**Items listed in a dataset:**

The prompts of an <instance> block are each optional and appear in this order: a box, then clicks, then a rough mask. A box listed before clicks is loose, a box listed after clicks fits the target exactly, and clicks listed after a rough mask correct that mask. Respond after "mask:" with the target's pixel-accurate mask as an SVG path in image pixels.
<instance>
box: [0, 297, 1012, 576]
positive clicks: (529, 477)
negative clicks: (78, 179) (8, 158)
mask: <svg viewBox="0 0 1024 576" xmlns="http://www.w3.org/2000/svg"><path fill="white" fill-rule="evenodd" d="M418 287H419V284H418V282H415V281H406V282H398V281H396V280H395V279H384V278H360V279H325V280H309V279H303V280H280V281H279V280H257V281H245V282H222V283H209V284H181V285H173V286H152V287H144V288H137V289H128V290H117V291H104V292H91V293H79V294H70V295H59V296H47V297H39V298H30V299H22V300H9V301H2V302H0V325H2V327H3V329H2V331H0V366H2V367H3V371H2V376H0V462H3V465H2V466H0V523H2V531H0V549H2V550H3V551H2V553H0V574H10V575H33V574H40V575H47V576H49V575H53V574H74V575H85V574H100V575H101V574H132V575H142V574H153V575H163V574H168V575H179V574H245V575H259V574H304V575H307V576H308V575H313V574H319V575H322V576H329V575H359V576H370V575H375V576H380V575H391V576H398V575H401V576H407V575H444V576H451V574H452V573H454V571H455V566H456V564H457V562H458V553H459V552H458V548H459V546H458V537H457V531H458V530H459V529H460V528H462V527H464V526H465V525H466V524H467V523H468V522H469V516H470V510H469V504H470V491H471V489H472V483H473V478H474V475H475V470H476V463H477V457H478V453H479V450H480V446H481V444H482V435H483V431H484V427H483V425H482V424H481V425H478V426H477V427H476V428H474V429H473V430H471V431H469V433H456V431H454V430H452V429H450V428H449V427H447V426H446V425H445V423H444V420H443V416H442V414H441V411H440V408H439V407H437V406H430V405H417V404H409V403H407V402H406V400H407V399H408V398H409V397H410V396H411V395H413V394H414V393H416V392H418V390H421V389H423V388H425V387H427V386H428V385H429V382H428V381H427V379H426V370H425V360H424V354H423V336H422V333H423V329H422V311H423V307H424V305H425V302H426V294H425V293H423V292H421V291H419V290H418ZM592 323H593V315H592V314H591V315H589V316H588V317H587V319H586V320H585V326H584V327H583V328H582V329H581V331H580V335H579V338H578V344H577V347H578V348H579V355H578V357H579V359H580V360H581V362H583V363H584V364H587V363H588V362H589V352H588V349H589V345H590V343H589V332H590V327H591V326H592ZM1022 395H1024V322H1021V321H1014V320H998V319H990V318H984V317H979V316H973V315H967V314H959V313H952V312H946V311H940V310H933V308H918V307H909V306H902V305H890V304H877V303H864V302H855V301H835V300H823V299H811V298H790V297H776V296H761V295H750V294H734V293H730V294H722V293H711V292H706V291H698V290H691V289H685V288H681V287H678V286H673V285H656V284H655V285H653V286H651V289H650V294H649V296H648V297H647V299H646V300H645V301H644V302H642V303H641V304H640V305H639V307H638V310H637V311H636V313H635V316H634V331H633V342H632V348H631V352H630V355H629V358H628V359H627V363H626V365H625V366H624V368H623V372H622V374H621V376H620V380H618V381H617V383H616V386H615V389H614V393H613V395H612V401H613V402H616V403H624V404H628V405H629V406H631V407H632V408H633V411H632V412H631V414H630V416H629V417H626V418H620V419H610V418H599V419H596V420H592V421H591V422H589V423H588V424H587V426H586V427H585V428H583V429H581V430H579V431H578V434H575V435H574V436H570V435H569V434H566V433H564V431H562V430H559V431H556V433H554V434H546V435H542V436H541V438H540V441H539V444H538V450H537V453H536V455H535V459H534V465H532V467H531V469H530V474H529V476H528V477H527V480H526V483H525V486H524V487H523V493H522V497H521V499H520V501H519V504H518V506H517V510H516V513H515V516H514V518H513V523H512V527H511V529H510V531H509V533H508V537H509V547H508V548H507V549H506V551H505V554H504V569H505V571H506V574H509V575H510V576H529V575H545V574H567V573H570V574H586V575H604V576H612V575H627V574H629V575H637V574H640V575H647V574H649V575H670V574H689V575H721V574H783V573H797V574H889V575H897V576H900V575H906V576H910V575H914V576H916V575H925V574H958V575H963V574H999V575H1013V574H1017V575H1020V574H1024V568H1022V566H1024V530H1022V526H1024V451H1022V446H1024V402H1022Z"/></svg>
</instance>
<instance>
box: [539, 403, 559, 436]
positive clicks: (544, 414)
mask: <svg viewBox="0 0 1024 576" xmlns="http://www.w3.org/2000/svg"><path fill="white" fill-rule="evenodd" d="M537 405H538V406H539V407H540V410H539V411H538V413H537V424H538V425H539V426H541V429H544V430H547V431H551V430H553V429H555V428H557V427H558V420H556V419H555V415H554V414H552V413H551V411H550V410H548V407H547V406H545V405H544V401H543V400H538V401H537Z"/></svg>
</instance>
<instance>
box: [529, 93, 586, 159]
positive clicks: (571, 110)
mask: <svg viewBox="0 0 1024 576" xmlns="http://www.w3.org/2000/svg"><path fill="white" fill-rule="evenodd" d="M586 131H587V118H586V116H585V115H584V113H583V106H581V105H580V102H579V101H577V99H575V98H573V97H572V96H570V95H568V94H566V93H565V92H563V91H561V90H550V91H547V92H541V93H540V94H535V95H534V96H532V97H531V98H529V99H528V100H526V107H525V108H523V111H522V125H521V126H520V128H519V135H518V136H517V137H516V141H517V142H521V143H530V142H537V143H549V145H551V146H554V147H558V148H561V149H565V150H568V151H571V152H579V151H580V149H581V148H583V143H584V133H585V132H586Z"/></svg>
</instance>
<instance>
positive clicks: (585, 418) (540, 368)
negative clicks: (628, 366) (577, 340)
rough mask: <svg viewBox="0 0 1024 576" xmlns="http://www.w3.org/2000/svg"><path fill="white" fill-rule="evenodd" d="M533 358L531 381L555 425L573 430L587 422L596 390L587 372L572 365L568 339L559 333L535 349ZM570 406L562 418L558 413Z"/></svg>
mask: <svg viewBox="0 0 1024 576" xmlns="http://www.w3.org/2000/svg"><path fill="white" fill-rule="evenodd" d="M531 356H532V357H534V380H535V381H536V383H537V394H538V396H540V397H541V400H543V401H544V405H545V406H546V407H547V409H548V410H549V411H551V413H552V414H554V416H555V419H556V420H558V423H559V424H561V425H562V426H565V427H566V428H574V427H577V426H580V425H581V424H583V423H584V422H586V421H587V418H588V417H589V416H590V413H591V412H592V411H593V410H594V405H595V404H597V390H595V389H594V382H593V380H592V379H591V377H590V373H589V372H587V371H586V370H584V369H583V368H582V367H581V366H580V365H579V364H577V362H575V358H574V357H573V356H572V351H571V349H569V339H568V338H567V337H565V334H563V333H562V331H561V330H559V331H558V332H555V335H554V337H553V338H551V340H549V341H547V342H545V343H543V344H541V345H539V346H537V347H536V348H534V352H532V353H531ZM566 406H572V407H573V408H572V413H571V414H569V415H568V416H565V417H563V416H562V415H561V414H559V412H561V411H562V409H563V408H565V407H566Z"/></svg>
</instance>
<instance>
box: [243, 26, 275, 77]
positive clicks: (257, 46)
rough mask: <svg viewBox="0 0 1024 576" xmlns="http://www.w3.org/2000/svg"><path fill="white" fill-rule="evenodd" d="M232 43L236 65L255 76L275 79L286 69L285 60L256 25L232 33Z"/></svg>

**AIM OF THE TASK:**
Quote all of the lines above word for word, with no changes.

**SOLVED EXERCISE:**
The prompts of an <instance> block are each optional and appear in this order: a box, then clicks, then a rough mask. A box listed before clicks is loose, a box listed after clicks fits the target exactly, and clicks listed after a rough mask correct that mask. Respond after "mask:" with the target's pixel-accurate mask as an SVG path in image pixels.
<instance>
box: [0, 297, 1012, 576]
positive clicks: (529, 477)
negative clicks: (78, 179) (8, 158)
mask: <svg viewBox="0 0 1024 576" xmlns="http://www.w3.org/2000/svg"><path fill="white" fill-rule="evenodd" d="M418 287H419V284H418V282H415V281H406V282H398V281H396V280H395V279H384V278H360V279H325V280H309V279H303V280H280V281H279V280H257V281H245V282H222V283H209V284H181V285H173V286H152V287H144V288H137V289H128V290H117V291H104V292H91V293H79V294H70V295H59V296H47V297H39V298H30V299H22V300H9V301H2V302H0V325H2V327H3V329H2V331H0V366H2V367H3V371H2V376H0V462H3V465H2V466H0V523H2V531H0V549H2V550H3V551H2V553H0V574H10V575H33V574H40V575H47V576H49V575H53V574H74V575H85V574H100V575H101V574H132V575H142V574H153V575H163V574H168V575H179V574H245V575H259V574H304V575H307V576H308V575H313V574H319V575H322V576H329V575H359V576H370V575H375V576H380V575H391V576H398V575H401V576H407V575H444V576H451V574H452V573H454V571H455V566H456V564H457V562H458V553H459V552H458V548H459V546H458V537H457V531H458V530H459V529H460V528H462V527H464V526H465V525H466V524H467V523H468V522H469V516H470V510H469V504H470V491H471V489H472V483H473V478H474V475H475V470H476V463H477V457H478V453H479V450H480V446H481V444H482V435H483V431H484V427H483V425H482V424H481V425H478V426H477V427H476V428H474V429H473V430H471V431H469V433H456V431H454V430H452V429H450V428H449V427H447V426H446V425H445V423H444V420H443V416H442V414H441V411H440V408H439V407H437V406H430V405H417V404H409V403H407V402H406V400H407V399H408V398H409V397H410V396H411V395H413V394H414V393H416V392H418V390H421V389H423V388H425V387H427V386H428V385H429V382H428V381H427V379H426V370H425V360H424V354H423V336H422V333H423V329H422V311H423V307H424V305H425V302H426V294H425V293H423V292H421V291H419V290H418ZM592 323H593V315H592V314H591V315H589V316H588V317H587V319H586V320H585V326H584V327H583V328H582V329H581V331H580V335H579V338H578V344H577V347H578V348H579V355H578V357H579V359H580V360H581V362H583V363H584V364H587V363H588V362H589V352H588V349H589V345H590V343H589V332H590V327H591V326H592ZM1022 395H1024V322H1021V321H1014V320H998V319H990V318H984V317H979V316H973V315H967V314H959V313H952V312H946V311H940V310H933V308H918V307H909V306H902V305H890V304H877V303H864V302H855V301H835V300H823V299H811V298H790V297H776V296H761V295H750V294H734V293H730V294H722V293H711V292H706V291H698V290H691V289H685V288H681V287H678V286H673V285H656V284H655V285H653V286H651V289H650V294H649V296H648V297H647V299H646V300H645V301H644V302H642V303H641V304H640V305H639V307H638V310H637V311H636V313H635V316H634V331H633V342H632V348H631V352H630V355H629V358H628V359H627V363H626V365H625V366H624V368H623V372H622V374H621V376H620V380H618V381H617V383H616V386H615V389H614V393H613V395H612V401H613V402H616V403H624V404H628V405H629V406H631V407H632V408H633V411H632V412H631V414H630V416H629V417H626V418H620V419H610V418H599V419H596V420H592V421H591V422H589V423H588V424H587V426H586V427H585V428H583V429H581V430H579V431H578V434H575V435H574V436H570V435H569V434H566V433H564V431H562V430H559V431H556V433H554V434H546V435H542V436H541V438H540V441H539V444H538V450H537V453H536V455H535V459H534V465H532V467H531V469H530V474H529V476H528V477H527V480H526V483H525V486H524V487H523V493H522V497H521V499H520V501H519V504H518V506H517V510H516V513H515V516H514V518H513V523H512V527H511V529H510V531H509V533H508V537H509V547H508V548H507V549H506V551H505V554H504V569H505V571H506V574H509V575H510V576H529V575H545V574H567V573H570V574H586V575H604V576H612V575H627V574H629V575H637V574H640V575H647V574H649V575H670V574H689V575H721V574H783V573H797V574H889V575H897V576H900V575H906V576H910V575H914V576H916V575H925V574H958V575H963V574H999V575H1013V574H1017V575H1020V574H1024V568H1022V566H1024V530H1022V526H1024V451H1022V446H1024V402H1022Z"/></svg>
</instance>
<instance>
box: [539, 403, 559, 436]
positive clicks: (544, 414)
mask: <svg viewBox="0 0 1024 576" xmlns="http://www.w3.org/2000/svg"><path fill="white" fill-rule="evenodd" d="M537 405H538V406H539V407H540V410H539V411H538V413H537V424H538V425H539V426H541V429H544V430H547V431H551V430H553V429H555V428H557V427H558V420H556V419H555V415H554V414H552V413H551V411H550V410H548V407H547V406H545V405H544V401H543V400H538V401H537Z"/></svg>
</instance>
<instance>
box: [529, 93, 586, 159]
positive clicks: (571, 110)
mask: <svg viewBox="0 0 1024 576" xmlns="http://www.w3.org/2000/svg"><path fill="white" fill-rule="evenodd" d="M586 131H587V118H586V116H585V115H584V113H583V106H581V105H580V102H579V101H577V99H575V98H573V97H572V96H570V95H568V94H566V93H565V92H563V91H561V90H550V91H547V92H541V93H540V94H535V95H534V96H532V97H531V98H529V99H528V100H526V107H525V108H523V111H522V125H521V126H520V128H519V135H518V136H517V137H516V141H517V142H521V143H530V142H537V143H549V145H551V146H554V147H558V148H561V149H565V150H568V151H571V152H579V151H580V149H581V148H583V143H584V133H585V132H586Z"/></svg>
</instance>
<instance>
positive clicks: (585, 418) (540, 368)
negative clicks: (628, 366) (577, 340)
rough mask: <svg viewBox="0 0 1024 576" xmlns="http://www.w3.org/2000/svg"><path fill="white" fill-rule="evenodd" d="M533 358L531 381L555 425L573 430L587 422L596 390L587 372L572 365L568 339L559 333L535 349ZM570 406L562 418L558 413Z"/></svg>
mask: <svg viewBox="0 0 1024 576" xmlns="http://www.w3.org/2000/svg"><path fill="white" fill-rule="evenodd" d="M531 356H532V357H534V380H535V381H536V383H537V394H538V396H540V397H541V400H543V401H544V405H545V406H546V407H547V409H548V410H549V411H551V413H552V414H554V416H555V419H556V420H558V423H559V424H561V425H562V426H565V427H566V428H574V427H577V426H580V425H581V424H583V423H584V422H586V421H587V418H588V417H589V416H590V413H591V412H592V411H593V410H594V405H595V404H597V390H595V389H594V382H593V380H592V379H591V377H590V373H589V372H587V371H586V370H584V369H583V368H582V367H581V366H580V365H579V364H577V362H575V358H574V357H573V356H572V351H571V349H569V339H568V338H567V337H565V334H563V333H562V331H561V330H559V331H558V332H555V335H554V337H553V338H551V340H549V341H547V342H545V343H543V344H541V345H539V346H537V347H536V348H534V352H532V353H531ZM566 406H572V407H573V408H572V413H571V414H569V415H568V416H565V417H563V416H562V415H561V414H559V412H561V411H562V409H563V408H565V407H566Z"/></svg>
</instance>
<instance>
box: [243, 26, 275, 77]
positive clicks: (257, 46)
rough mask: <svg viewBox="0 0 1024 576" xmlns="http://www.w3.org/2000/svg"><path fill="white" fill-rule="evenodd" d="M232 43L236 65L255 76L275 79L286 69L285 60L256 25L232 33Z"/></svg>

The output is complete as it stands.